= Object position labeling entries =
◇ ◇ ◇ ◇
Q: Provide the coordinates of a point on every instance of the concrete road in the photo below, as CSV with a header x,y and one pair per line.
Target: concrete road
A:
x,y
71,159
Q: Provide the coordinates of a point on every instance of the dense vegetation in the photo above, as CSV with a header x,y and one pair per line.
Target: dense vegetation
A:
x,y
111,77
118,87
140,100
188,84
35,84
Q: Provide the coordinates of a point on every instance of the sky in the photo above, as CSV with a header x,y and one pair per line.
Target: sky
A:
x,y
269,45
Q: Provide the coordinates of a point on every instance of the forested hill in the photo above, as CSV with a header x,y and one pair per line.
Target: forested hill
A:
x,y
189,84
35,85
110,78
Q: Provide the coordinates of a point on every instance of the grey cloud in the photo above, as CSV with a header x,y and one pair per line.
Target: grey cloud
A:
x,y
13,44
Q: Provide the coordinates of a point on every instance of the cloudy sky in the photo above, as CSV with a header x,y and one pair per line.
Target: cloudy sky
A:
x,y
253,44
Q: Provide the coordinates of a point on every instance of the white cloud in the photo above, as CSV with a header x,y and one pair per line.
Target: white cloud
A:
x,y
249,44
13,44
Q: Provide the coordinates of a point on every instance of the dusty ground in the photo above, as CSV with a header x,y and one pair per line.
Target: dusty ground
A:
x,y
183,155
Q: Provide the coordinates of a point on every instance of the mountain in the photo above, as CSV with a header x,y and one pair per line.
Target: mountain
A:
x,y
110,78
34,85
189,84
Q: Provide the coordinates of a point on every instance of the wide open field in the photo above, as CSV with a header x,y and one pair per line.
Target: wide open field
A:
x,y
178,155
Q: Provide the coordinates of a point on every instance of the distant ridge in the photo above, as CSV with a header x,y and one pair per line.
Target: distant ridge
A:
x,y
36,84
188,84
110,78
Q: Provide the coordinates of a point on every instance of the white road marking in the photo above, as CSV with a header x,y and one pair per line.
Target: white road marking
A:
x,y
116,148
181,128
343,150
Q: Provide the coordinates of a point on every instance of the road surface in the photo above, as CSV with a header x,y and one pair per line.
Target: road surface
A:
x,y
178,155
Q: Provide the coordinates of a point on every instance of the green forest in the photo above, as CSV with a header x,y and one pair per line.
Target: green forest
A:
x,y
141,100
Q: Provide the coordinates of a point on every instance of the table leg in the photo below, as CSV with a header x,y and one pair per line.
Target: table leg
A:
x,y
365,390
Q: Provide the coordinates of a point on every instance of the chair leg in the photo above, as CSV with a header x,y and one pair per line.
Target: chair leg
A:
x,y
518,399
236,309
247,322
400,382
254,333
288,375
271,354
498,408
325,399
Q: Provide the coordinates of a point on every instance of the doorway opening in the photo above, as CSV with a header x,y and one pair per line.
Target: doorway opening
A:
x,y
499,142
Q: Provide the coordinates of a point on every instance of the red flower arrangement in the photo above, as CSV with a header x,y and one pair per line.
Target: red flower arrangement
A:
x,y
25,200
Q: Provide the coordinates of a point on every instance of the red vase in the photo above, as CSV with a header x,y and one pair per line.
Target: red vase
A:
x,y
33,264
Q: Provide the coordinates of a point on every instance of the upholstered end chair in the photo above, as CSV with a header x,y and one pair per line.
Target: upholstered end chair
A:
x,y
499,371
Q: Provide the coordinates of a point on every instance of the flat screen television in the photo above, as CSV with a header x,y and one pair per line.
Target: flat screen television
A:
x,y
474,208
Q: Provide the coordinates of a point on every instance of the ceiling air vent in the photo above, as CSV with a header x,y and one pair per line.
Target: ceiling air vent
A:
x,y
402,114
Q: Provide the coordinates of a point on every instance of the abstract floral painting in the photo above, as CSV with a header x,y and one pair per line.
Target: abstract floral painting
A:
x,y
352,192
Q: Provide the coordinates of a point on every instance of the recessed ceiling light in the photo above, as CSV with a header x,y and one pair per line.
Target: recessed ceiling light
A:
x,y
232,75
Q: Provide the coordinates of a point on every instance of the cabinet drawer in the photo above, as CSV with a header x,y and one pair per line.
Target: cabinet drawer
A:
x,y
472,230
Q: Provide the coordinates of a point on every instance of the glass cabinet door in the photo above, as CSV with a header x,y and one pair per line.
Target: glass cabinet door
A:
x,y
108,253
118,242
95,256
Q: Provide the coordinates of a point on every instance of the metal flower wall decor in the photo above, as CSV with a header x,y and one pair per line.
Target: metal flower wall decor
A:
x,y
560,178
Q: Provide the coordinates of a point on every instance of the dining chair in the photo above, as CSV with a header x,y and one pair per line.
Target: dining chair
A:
◇ ◇ ◇ ◇
= WRITTEN EXERCISE =
Print every record above exactly as written.

= THE REPLY =
Q: Provide the coordinates of a point on every instance of the concrete road in the photo below, as CSV with a header x,y and one pair per line.
Target: concrete road
A:
x,y
71,159
Q: Provide the coordinates of a point on every instance of the dense vegetation in the photo above, as CSV with a header x,y and one pair per line.
Target: dense vegetation
A:
x,y
111,77
118,87
140,100
188,84
35,84
Q: Provide the coordinates of a point on every instance of the sky in the photo above, as CSV with a header x,y and one pair per line.
Target: sky
A:
x,y
269,45
Q: Provide the coordinates of a point on every instance of the forested hill in the photo above, as CSV with a header x,y and one pair per line.
Target: forested hill
A:
x,y
189,84
35,85
110,78
Q: Provide the coordinates of a point on every instance of the grey cloud in the photo above, as CSV with a header x,y and one pair per line.
Target: grey cloud
A:
x,y
13,44
Q: Provide the coordinates of a point on every instance of the cloudy sky in the photo above, as CSV with a header x,y and one pair per line.
Target: cloudy sky
A:
x,y
253,44
Q: Provide the coordinates of a point on every instance of the white cloud in the photo above, as CSV with a header x,y and one pair per line.
Target: white cloud
A:
x,y
249,44
13,44
Q: Provide the coordinates of a point on every instance of the dusty ground in the photo above, as CSV with a header x,y and one pair per line.
Target: dusty ground
A:
x,y
183,155
Q: Provide the coordinates of a point on every instance of the mountain in the photo above, as CSV with a header x,y and one pair per line.
Target: mountain
A:
x,y
110,78
34,85
189,84
Q: Provide the coordinates of a point on every instance of the wide open field in the photo above, as CSV with a header x,y and one pair per line.
Target: wide open field
A:
x,y
178,155
Q: Provide the coordinates of a point on every instance of the distant ridge in the photo above, as CSV with a header x,y and one pair per line.
Target: distant ridge
A:
x,y
36,84
188,84
110,78
Q: Provide the coordinates of a point on every instance of the white road marking in the photo above, as CSV with a header x,y and one pair per line.
Target: white road marking
A:
x,y
116,148
181,128
343,150
Q: Provide the coordinates of a point on every instance of the road surface in the photo above, as CSV with a header x,y and one pair per line.
Target: road surface
A:
x,y
178,155
Q: Provide the coordinates of a point on every instance of the green forest in the photo above, as CSV with a header x,y and one pair per line.
Target: green forest
A:
x,y
141,100
Q: Provide the coordinates of a point on every instance of the table leg in the photo below, as CSV with a header x,y and one pair per line.
Target: table leg
A:
x,y
365,390
Q: Provide the coordinates of a point on every instance of the chair leg in the photo above, as CSV with a header x,y and one pair per line.
Target: chair leg
A:
x,y
518,399
236,309
247,322
400,382
254,333
288,375
271,354
498,408
325,399
Q: Provide the coordinates of a point on every instance of the doorway opening in the photo above, as CSV with a header x,y and one pair per line.
Target: doorway opening
A:
x,y
499,142
Q: Provide the coordinates of a point on every instance of the red flower arrangement in the photo above, as CSV with a header x,y and one pair per line.
Target: red flower arrangement
A:
x,y
25,200
Q: Provide the coordinates of a point on every instance of the red vase in the photo above, as CSV with a header x,y and one pair per line.
Target: red vase
A:
x,y
33,264
Q: Provide the coordinates of a point on every instance of the upholstered end chair in the photo above, as CSV with a header x,y and one pair per line.
Target: upholstered end chair
A:
x,y
499,371
Q: Provide the coordinates of a point on every instance of the flat screen television in the photo above, as CSV with a header x,y and one pair per line.
Target: flat screen television
A:
x,y
474,208
Q: Provide the coordinates of a point on every instance of the ceiling air vent in the photo above, as CSV with a header x,y and one pair per line.
Target: ceiling air vent
A:
x,y
402,114
Q: Provide the coordinates of a point on every instance of the abstract floral painting in the photo above, as CSV with a header x,y and one pair per line.
Target: abstract floral painting
A:
x,y
352,192
Q: Provide the coordinates of a point on every instance of the recessed ceiling light in the photo above, as CSV with a header x,y and one pair per line.
Target: recessed ceiling light
A:
x,y
232,75
Q: Provide the coordinates of a point on every instance of the cabinet drawer in the photo above, as CSV with a header x,y and one pair per line.
Target: cabinet drawer
A:
x,y
472,230
Q: Provide the coordinates of a point on every instance of the glass cabinet door in the photo above, as CSV with a header x,y and one pair per line.
Target: glass cabinet door
A:
x,y
108,253
118,242
95,256
Q: Provide the coordinates of a point on every instance of the metal flower wall decor in the photo above, as CSV with a header x,y and one pair per line.
Target: metal flower wall decor
A:
x,y
560,178
Q: Provide the coordinates of a point on every instance of the dining chair in the photo above, as CSV with a header x,y and one pair per line.
Target: dining chair
A:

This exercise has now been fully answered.